### SECTION DE TEXTE
"""

CN : J’ai beaucoup coupé oui, mais en même temps rien d’important. Je mettais beaucoup d’extraits de journaux, de captures d’écran, de tweets, et puis je racontais aussi des choses plus personnelles, sur mes sorties etc., mais ça, ça n’avait aucun intérêt. C’est bien de les évoquer parce que ça fait partie de moi à ce moment-là, mais proportionnellement au reste c’était anecdotique. Même moi, en le relisant, je trouvais ça hors-sujet. Ce n’est pas tellement que c’était trop intime pour le public, c’est plutôt que ça ne collait pas avec l’esprit global du journal. Sinon ce sont des détails, des trucs redondants. C’est du gras en fait que j’ai coupé.
ES : Donc c’était originellement un fichier mais qui ne comprenait pas seulement du texte ? C’était un dossier composite ?
CN : Oui, par exemple à un moment il y avait des témoignages à la suite, de victimes, je ne sais plus où je les avais trouvés, dans un journal, dont j’avais fait un grand copier-coller qui faisait plusieurs pages, ou des captures d’écran de tweets – par rapport à toutes mes histoires avec Médine notamment[3] – il y avait pas mal de trucs comme ça.
ES : Et vous n’avez pas envisagé de publier ce manuscrit-là, tel quel ?
CN : Si, dans la première version que j’avais proposée à Libertalia, j’avais gardé une partie des tweets, des captures d’écran etc., des notes de bas de pages où je renvoyais aux liens d’émissions… mais finalement on a jugé que ce n’était pas nécessaire – que c’était mieux d’épurer.
ES : Si on parle maintenant de la publication de ce témoignage justement, on pourrait revenir sur votre position un peu spécifique de témoin-historien. Il parait évident de considérer que quand on est un témoin, on écrit l’histoire différemment, mais est-ce que, quand on est un historien, on témoigne autrement ? Quel témoin est-on et peut-on être quand on est historien ? En quoi votre expérience d’historien fait-elle de vous un témoin spécifique ?

"""

### LISTING EXTRAIT
"""

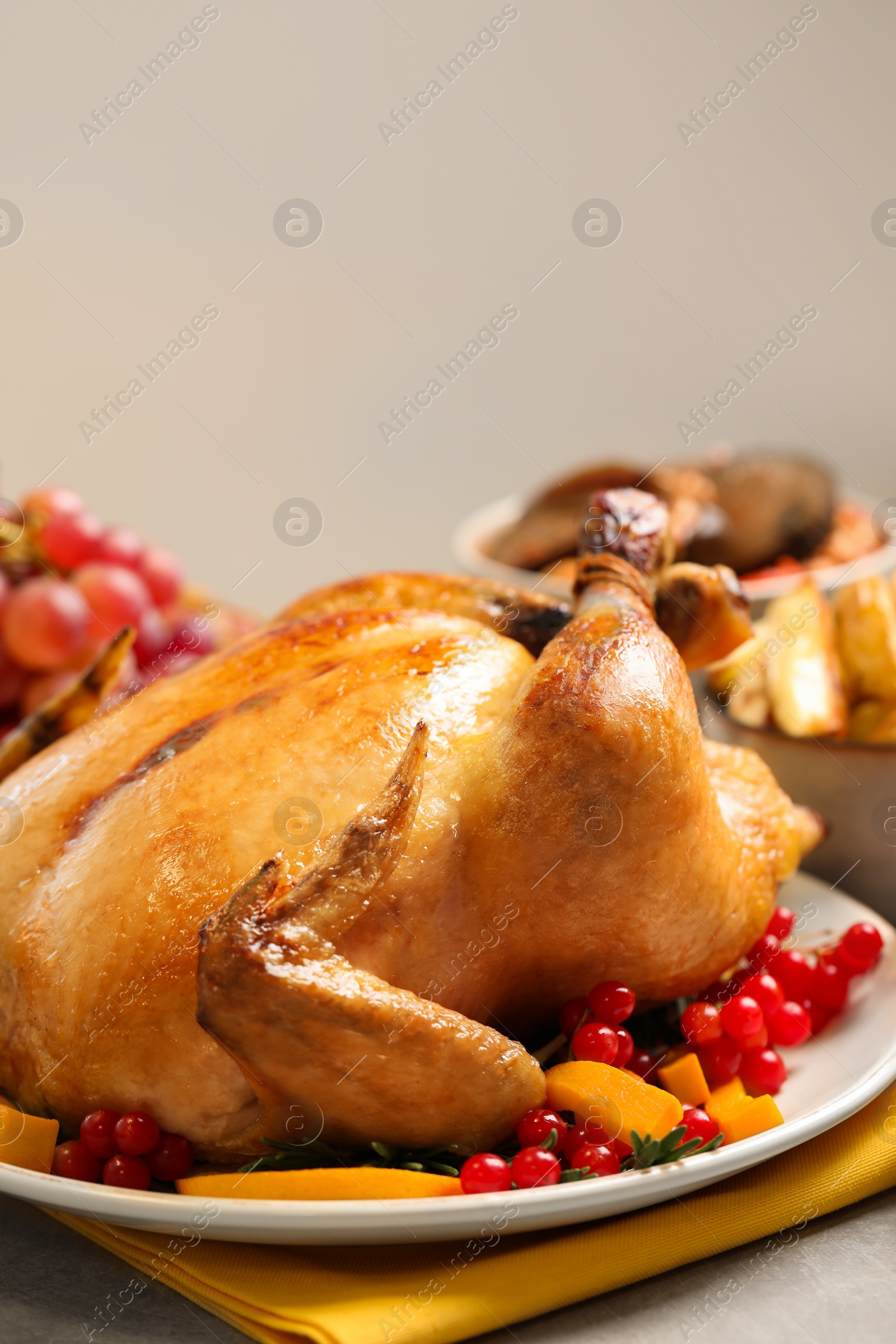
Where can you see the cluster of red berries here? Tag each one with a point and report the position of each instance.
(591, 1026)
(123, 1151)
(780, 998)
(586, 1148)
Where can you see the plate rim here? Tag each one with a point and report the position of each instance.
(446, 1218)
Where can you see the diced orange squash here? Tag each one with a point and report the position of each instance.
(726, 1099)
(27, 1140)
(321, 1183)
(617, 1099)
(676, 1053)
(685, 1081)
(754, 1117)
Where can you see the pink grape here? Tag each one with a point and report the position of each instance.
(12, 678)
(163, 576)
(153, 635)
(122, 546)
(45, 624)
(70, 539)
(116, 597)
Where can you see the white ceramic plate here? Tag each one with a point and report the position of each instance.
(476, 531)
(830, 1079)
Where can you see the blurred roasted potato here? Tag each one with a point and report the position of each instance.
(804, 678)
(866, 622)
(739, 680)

"""
"""

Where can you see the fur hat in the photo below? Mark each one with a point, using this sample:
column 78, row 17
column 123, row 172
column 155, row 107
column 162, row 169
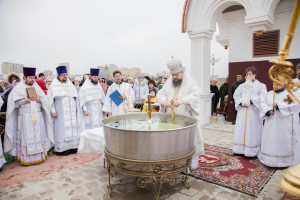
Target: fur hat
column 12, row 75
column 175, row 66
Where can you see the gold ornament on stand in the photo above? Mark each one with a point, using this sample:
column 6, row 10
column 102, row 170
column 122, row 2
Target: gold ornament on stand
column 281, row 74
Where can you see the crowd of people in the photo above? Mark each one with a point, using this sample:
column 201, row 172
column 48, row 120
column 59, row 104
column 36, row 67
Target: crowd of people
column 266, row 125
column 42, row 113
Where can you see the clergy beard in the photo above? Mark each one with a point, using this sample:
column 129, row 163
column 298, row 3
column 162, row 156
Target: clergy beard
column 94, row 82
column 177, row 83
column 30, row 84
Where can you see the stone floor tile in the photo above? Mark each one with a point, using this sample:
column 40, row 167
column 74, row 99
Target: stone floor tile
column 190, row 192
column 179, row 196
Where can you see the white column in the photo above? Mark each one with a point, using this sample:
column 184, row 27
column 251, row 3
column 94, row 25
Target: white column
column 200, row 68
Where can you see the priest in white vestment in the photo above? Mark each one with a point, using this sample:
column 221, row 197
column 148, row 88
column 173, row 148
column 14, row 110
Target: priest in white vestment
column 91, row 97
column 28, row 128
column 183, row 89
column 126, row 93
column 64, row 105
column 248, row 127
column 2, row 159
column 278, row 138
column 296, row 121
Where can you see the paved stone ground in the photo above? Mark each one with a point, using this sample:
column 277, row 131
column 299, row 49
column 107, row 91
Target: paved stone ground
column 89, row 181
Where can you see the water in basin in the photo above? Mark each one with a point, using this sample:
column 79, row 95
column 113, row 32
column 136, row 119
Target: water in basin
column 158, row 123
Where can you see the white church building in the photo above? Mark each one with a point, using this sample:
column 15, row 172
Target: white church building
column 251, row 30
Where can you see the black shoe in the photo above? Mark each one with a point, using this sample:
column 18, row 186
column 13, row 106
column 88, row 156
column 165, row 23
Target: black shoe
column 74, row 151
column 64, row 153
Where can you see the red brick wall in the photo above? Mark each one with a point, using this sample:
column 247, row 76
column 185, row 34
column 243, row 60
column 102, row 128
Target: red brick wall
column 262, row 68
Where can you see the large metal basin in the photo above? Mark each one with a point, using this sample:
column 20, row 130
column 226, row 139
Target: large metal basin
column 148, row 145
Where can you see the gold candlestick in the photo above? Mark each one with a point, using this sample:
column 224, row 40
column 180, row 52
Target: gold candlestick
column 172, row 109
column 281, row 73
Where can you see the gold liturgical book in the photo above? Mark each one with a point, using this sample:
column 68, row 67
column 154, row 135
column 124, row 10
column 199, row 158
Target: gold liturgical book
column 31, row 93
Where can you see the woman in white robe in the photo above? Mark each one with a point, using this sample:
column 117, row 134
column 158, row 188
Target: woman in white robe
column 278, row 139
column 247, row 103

"""

### OBJECTIF
Citez sans modification la section de texte, en commençant à « CN : J’ai beaucoup » et en terminant à « que j’ai coupé. ». Le listing n'intervient en rien dans ce travail.

### RÉPONSE COMPLÈTE
CN : J’ai beaucoup coupé oui, mais en même temps rien d’important. Je mettais beaucoup d’extraits de journaux, de captures d’écran, de tweets, et puis je racontais aussi des choses plus personnelles, sur mes sorties etc., mais ça, ça n’avait aucun intérêt. C’est bien de les évoquer parce que ça fait partie de moi à ce moment-là, mais proportionnellement au reste c’était anecdotique. Même moi, en le relisant, je trouvais ça hors-sujet. Ce n’est pas tellement que c’était trop intime pour le public, c’est plutôt que ça ne collait pas avec l’esprit global du journal. Sinon ce sont des détails, des trucs redondants. C’est du gras en fait que j’ai coupé.